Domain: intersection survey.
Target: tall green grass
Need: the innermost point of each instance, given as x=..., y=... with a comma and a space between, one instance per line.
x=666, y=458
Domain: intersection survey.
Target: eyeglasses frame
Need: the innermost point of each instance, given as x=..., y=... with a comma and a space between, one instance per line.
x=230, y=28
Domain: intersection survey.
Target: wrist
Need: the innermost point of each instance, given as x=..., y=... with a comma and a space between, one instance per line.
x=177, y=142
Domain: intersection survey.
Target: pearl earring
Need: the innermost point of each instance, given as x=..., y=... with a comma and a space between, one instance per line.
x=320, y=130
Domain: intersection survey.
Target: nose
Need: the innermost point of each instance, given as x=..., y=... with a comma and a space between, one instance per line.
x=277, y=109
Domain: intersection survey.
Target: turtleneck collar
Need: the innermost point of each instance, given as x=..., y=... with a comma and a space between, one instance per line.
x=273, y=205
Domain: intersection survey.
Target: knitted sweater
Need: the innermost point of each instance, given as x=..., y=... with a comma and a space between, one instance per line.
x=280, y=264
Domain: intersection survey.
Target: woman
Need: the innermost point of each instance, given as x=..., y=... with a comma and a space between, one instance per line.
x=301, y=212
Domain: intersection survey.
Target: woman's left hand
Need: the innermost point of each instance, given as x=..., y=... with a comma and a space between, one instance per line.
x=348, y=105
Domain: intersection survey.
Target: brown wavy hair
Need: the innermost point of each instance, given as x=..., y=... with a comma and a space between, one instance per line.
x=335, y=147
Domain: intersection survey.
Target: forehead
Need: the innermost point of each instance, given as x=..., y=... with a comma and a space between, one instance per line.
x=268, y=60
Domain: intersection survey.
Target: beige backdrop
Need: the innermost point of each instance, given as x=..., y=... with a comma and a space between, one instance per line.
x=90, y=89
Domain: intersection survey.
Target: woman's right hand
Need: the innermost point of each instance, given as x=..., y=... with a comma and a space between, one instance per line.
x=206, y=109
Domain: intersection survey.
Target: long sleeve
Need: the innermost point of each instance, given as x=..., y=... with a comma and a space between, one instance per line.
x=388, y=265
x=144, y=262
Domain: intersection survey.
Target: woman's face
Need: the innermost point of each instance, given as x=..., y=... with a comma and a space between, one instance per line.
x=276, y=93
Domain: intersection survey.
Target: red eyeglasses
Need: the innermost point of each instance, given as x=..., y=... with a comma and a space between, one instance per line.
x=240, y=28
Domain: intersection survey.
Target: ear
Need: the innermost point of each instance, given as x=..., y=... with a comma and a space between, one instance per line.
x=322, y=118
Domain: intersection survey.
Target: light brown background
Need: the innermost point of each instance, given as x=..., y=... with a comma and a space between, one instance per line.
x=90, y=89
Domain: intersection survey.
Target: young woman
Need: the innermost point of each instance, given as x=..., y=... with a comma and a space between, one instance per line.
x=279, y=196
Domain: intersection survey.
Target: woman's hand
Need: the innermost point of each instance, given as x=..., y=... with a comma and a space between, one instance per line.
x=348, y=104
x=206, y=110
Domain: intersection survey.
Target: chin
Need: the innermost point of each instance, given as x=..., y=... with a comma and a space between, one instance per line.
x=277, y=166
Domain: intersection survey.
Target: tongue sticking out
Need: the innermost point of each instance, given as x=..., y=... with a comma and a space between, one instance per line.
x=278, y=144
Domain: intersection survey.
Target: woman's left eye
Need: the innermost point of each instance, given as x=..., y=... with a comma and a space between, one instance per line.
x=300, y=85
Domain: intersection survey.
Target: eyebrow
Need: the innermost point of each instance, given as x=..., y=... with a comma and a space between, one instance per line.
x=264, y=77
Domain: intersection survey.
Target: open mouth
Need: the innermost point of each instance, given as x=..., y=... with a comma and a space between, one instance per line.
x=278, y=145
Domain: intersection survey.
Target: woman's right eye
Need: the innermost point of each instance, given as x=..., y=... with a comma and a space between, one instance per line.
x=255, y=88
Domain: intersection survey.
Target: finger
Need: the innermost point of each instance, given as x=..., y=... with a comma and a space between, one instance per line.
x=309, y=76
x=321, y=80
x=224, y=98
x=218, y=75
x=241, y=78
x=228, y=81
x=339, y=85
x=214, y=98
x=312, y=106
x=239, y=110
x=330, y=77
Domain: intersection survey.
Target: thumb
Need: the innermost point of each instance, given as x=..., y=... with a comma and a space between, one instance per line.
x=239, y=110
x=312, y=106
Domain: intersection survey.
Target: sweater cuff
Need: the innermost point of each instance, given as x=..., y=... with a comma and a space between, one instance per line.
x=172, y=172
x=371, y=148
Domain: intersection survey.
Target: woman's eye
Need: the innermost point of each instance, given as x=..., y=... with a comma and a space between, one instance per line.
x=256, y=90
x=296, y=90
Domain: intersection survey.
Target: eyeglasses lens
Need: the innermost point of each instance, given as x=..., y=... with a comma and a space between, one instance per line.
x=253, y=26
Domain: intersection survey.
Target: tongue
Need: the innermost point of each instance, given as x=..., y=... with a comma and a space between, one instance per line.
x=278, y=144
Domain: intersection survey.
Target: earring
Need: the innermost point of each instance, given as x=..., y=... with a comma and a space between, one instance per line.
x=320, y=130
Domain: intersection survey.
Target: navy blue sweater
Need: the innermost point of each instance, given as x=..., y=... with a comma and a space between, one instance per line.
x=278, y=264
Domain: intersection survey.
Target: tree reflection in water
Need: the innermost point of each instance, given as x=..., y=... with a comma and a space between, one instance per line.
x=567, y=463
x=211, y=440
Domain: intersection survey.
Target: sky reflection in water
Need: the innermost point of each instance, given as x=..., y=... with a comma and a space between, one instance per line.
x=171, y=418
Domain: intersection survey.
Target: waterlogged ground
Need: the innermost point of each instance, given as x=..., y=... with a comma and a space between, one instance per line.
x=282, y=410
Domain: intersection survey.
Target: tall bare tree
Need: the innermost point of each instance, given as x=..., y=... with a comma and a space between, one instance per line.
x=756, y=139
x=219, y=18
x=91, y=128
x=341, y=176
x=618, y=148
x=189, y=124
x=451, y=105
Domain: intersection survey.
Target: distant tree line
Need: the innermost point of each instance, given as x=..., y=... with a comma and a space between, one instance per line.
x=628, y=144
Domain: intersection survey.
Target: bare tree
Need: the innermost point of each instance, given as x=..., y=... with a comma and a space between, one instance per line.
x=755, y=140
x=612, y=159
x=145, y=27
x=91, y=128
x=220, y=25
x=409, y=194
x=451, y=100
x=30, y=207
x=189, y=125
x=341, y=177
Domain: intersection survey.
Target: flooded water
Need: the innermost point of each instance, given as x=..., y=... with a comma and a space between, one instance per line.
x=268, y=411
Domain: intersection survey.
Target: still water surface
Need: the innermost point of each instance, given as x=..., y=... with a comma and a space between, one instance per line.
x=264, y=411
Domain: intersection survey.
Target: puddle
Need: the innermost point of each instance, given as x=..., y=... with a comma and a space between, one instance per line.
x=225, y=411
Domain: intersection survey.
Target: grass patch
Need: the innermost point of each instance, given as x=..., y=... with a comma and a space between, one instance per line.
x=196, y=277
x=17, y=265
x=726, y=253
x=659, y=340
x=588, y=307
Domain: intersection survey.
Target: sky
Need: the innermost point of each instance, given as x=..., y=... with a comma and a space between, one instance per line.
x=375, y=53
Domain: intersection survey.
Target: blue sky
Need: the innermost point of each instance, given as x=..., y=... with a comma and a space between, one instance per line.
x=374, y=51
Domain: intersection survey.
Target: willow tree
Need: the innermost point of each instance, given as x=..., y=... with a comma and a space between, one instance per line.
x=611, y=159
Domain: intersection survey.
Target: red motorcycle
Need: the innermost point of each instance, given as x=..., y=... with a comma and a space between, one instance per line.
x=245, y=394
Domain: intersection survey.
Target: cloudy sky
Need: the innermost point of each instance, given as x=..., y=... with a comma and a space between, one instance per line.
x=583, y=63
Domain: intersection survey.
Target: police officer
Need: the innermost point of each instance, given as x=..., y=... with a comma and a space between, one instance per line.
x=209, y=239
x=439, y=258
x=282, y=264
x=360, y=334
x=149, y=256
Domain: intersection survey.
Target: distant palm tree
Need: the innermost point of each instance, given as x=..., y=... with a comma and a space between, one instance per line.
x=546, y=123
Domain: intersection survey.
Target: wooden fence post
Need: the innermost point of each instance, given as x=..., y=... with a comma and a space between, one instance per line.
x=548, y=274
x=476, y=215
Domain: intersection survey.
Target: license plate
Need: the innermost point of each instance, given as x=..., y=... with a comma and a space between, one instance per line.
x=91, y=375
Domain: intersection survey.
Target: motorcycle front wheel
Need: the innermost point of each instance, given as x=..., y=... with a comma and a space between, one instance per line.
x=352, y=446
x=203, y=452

◇ ◇ ◇ ◇

Task details
Using the material, find how many lines hold the word "eyeglasses". Give the number by itself.

Task output
3